* REQUIREMENT 1: Write out the part of the confidence interval thread that begins at the words "You mean, a" and stops after "85% or 0.85)".
* REQUIREMENT 2: Sum up the confidence interval thread in two sentences.

* SOURCE DOCUMENT:
* BEGIN *
You mean, a z-table that doesn't have any negative z-values?

Sorry yes z table with no zero

Confidence interval (C.I) for the mean = x̄ ± Z (s/√n),whereby:

x̄ is the sample mean
Z is the Z-value for the desired confidence level (in your case it is 85% or 0.85)
s is the sample standard deviation
n is the number of boxes


So,

C.I = 12.05 ± Z (0.1/√100)
C.I = 12.05 ± 0.01Z


Now I presume your z-table presents the cumulative probability that starts from Z = 0 and goes to the right

i.e z = 0 to z = 3.49



For a confidence level of 85%, it covers 42.5% to the left of Z = 0 and 42.5% to the right of Z = 0. The distribution is symmetrical about Z = 0 so to find each side, we need to divide by 2.


For 42.5% (or 0.425), the closest Z-value is 1.44, where the probability is 0.4251


So we substitute Z = 1.44 into the C.I


C.I = 12.05 ± 0.01(1.44)
C.I = 12.05 ± 0.0144

However, there are a few variations of the z-table that starts from 0. Some will show the probability starting from the left side of z = 0.

If possible, I would like to see the table you are currently using.

May i know how did u get 42.5%? Sadly the comment section doesn't allow me to take pic of my table and post it here

85 ÷ 2 = 42.5

You can post an answer to your own question, in the form of a picture. Just upload a picture of the z table

Thank you for the replies! I uploaded my z test table. Sorry abit confused, y divide by 2? Possible to do it this way? Alpha/2= (100-85)/2? Then without % will be 0.075

Just saw your z-table. It is the same style as the one I expected.

An 85% confidence interval means 85% of the time, the values will lie with that range from the mean.

The way you suggested is based on the method that Yong Kc has posted.

But it will not work for the z-table you have as that α/2 = 0.075 is for the ends of the curve that falls outside the confidence interval.

i.e you cant look at your z-table and look for area = 0.075 because that would give you the probability that started from the middle of the curve, not the ends.

You would have obtained the incorrect Z-value of 0.19 instead.
* END *
Picture region annotation data:
* BEGIN *
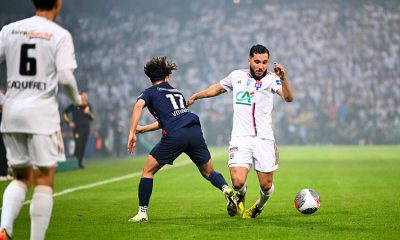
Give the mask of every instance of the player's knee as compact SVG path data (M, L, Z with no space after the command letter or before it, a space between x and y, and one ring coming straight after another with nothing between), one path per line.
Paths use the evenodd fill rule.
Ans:
M263 191L269 191L272 188L273 184L272 181L266 181L264 183L260 183L260 188Z
M241 189L244 185L246 185L246 178L239 176L231 177L232 185L235 189Z

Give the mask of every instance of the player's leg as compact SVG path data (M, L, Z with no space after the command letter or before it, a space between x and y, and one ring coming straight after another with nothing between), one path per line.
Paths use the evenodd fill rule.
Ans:
M54 176L59 162L65 161L61 132L33 134L28 141L35 188L30 204L31 239L44 239L53 210Z
M253 163L253 137L232 137L229 142L229 171L236 190L237 214L243 215L247 192L246 179Z
M229 167L229 172L231 175L231 181L233 185L233 189L236 191L236 202L238 205L237 214L239 216L243 215L245 209L246 202L246 193L247 193L247 174L249 173L248 167L236 166L234 164Z
M237 204L233 196L233 190L226 183L224 176L214 170L211 163L211 154L204 140L201 126L194 124L185 129L186 132L183 139L189 141L185 153L196 164L201 175L224 193L228 214L234 216L237 212Z
M14 232L14 221L17 218L26 198L26 192L33 182L32 167L12 167L14 180L8 184L3 193L1 211L1 234L11 238ZM3 230L4 229L4 230ZM1 239L1 238L0 238ZM7 238L5 238L7 239Z
M148 155L147 162L143 167L142 177L139 182L139 211L136 216L129 219L130 222L148 221L147 209L151 194L153 192L153 178L157 171L162 168L162 166L163 165L160 165L152 155Z
M14 180L3 193L1 211L1 233L13 235L14 221L25 202L26 192L33 182L31 160L28 154L28 134L3 134L7 148L7 159L14 172Z
M85 157L85 149L87 140L90 134L90 129L85 128L81 130L81 146L80 146L80 153L79 153L79 168L85 168L83 165L83 158Z
M228 183L226 183L224 176L214 170L211 160L198 166L198 168L204 178L209 180L214 187L220 189L224 193L228 214L231 217L235 216L237 213L236 199L234 197L233 189L229 187Z
M56 166L35 167L32 201L30 204L31 239L44 239L53 210L53 185Z
M260 197L251 208L246 210L243 218L257 217L274 192L273 176L274 171L278 169L279 161L275 142L272 140L257 139L254 156L254 169L257 171L260 183Z
M79 128L74 129L74 139L75 139L75 153L74 156L78 160L79 168L83 168L82 159L84 153L84 142L83 142L83 133L82 130Z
* END *
* TASK SOLUTION 1:
You mean, a z-table that doesn't have any negative z-values?

Sorry yes z table with no zero

Confidence interval (C.I) for the mean = x̄ ± Z (s/√n),whereby:

x̄ is the sample mean
Z is the Z-value for the desired confidence level (in your case it is 85% or 0.85)

* TASK SOLUTION 2: The thread works out an 85% confidence interval for a mean with C.I = x̄ ± Z(s/√n), which becomes 12.05 ± 0.01Z and then 12.05 ± 0.0144 once Z = 1.44 is read for a probability of 0.425 from a z-table starting at Z = 0. It explains that 85% is divided by 2 because the distribution is symmetrical about Z = 0, and that looking up α/2 = 0.075 on that kind of table would give the incorrect Z-value of 0.19.